GIVEN REQUEST: Copy each of the items below word for word, changing nothing.

☆ ☆ ☆

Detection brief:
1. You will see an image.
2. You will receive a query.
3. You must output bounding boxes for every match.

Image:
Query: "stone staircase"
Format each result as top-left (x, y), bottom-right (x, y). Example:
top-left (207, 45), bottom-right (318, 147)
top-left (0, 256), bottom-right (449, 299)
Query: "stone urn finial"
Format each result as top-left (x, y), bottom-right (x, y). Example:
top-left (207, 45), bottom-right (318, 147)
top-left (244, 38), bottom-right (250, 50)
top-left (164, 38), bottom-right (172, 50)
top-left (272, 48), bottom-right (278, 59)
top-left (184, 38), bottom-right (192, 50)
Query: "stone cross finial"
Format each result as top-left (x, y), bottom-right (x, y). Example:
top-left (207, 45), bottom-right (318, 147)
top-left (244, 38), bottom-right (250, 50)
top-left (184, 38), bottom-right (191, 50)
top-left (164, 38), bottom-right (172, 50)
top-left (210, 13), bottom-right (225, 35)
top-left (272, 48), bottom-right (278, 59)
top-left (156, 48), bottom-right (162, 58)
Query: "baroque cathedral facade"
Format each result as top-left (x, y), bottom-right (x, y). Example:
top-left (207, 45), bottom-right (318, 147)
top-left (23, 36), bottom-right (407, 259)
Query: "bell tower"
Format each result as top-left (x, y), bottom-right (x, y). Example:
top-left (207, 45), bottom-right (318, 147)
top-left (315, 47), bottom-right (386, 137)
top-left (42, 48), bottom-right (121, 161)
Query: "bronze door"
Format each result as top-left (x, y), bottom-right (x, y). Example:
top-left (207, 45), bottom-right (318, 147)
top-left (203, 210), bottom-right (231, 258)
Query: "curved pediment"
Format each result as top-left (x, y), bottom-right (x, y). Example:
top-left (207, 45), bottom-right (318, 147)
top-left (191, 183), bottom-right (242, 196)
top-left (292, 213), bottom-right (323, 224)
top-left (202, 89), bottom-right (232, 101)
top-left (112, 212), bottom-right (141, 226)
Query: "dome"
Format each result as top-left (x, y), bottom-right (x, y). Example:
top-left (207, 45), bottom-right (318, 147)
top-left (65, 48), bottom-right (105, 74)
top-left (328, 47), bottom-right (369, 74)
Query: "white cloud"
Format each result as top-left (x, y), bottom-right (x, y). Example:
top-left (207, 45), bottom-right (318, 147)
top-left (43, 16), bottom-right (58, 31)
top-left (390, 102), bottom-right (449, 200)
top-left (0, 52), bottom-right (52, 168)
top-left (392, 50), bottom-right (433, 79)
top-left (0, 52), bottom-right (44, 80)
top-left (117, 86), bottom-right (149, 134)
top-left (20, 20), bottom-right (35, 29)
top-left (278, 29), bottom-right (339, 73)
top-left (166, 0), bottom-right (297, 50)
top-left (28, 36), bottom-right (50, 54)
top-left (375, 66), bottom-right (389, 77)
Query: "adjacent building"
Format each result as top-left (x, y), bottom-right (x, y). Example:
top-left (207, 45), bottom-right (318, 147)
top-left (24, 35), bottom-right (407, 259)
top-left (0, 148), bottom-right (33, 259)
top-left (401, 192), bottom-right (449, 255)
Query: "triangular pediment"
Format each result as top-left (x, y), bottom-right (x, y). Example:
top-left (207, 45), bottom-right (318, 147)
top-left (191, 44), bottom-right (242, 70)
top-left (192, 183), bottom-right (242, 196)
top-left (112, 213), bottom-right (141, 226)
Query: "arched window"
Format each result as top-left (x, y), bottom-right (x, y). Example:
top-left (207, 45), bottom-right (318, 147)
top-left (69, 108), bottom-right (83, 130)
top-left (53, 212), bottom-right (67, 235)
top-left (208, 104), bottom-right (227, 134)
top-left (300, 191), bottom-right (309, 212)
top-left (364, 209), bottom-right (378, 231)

☆ ☆ ☆

FULL SOLUTION:
Detection brief:
1. You will see an image.
2. You will receive a query.
3. You must output bounding boxes for every match.

Image:
Query: "stone staircase"
Format each result as top-left (x, y), bottom-right (x, y). Example:
top-left (207, 45), bottom-right (318, 147)
top-left (0, 256), bottom-right (449, 299)
Query: "stone urn finial"
Format each result as top-left (x, y), bottom-right (x, y). Example:
top-left (207, 45), bottom-right (318, 147)
top-left (244, 38), bottom-right (250, 50)
top-left (164, 38), bottom-right (172, 50)
top-left (272, 48), bottom-right (278, 59)
top-left (184, 38), bottom-right (192, 50)
Query: "stone cross finial"
Format each result as top-left (x, y), bottom-right (x, y). Example:
top-left (207, 45), bottom-right (318, 147)
top-left (244, 38), bottom-right (250, 50)
top-left (184, 38), bottom-right (191, 50)
top-left (164, 38), bottom-right (172, 50)
top-left (210, 13), bottom-right (225, 35)
top-left (272, 48), bottom-right (278, 59)
top-left (156, 48), bottom-right (162, 58)
Query: "baroque cathedral facade"
Format each result as top-left (x, y), bottom-right (x, y). Example:
top-left (207, 45), bottom-right (318, 147)
top-left (23, 36), bottom-right (407, 259)
Query: "bell tower"
Format each result as top-left (x, y), bottom-right (x, y). Example:
top-left (207, 45), bottom-right (318, 147)
top-left (315, 47), bottom-right (386, 137)
top-left (42, 48), bottom-right (121, 161)
Query: "bronze door"
Format each result as top-left (x, y), bottom-right (x, y). Example:
top-left (207, 45), bottom-right (318, 147)
top-left (203, 210), bottom-right (231, 258)
Query: "curved pediment"
Format each result as top-left (x, y), bottom-right (x, y). Example:
top-left (207, 45), bottom-right (318, 147)
top-left (191, 183), bottom-right (242, 196)
top-left (292, 213), bottom-right (323, 224)
top-left (202, 89), bottom-right (232, 101)
top-left (112, 212), bottom-right (141, 226)
Query: "dome"
Format each result as top-left (x, y), bottom-right (x, y). Example:
top-left (207, 45), bottom-right (318, 147)
top-left (65, 48), bottom-right (105, 74)
top-left (328, 47), bottom-right (369, 74)
Query: "white cloud"
Format each result as top-left (x, y), bottom-right (x, y). Example:
top-left (207, 45), bottom-right (318, 147)
top-left (43, 16), bottom-right (58, 31)
top-left (390, 102), bottom-right (449, 200)
top-left (0, 52), bottom-right (52, 168)
top-left (392, 50), bottom-right (433, 79)
top-left (0, 52), bottom-right (44, 80)
top-left (117, 86), bottom-right (149, 134)
top-left (20, 20), bottom-right (35, 29)
top-left (278, 29), bottom-right (339, 73)
top-left (166, 0), bottom-right (297, 50)
top-left (28, 36), bottom-right (50, 54)
top-left (375, 66), bottom-right (389, 77)
Query: "adjacent building"
Format each result as top-left (x, y), bottom-right (x, y). Example:
top-left (207, 45), bottom-right (318, 147)
top-left (24, 35), bottom-right (407, 259)
top-left (0, 148), bottom-right (33, 259)
top-left (401, 192), bottom-right (449, 255)
Query: "triangular pediment"
Format each result as top-left (x, y), bottom-right (x, y). Example:
top-left (207, 45), bottom-right (318, 147)
top-left (191, 44), bottom-right (242, 70)
top-left (192, 183), bottom-right (242, 196)
top-left (112, 213), bottom-right (141, 226)
Query: "arched window"
Format each result as top-left (x, y), bottom-right (x, y). Example:
top-left (207, 45), bottom-right (318, 147)
top-left (69, 108), bottom-right (83, 130)
top-left (53, 212), bottom-right (67, 235)
top-left (208, 104), bottom-right (227, 134)
top-left (300, 191), bottom-right (309, 212)
top-left (364, 209), bottom-right (378, 231)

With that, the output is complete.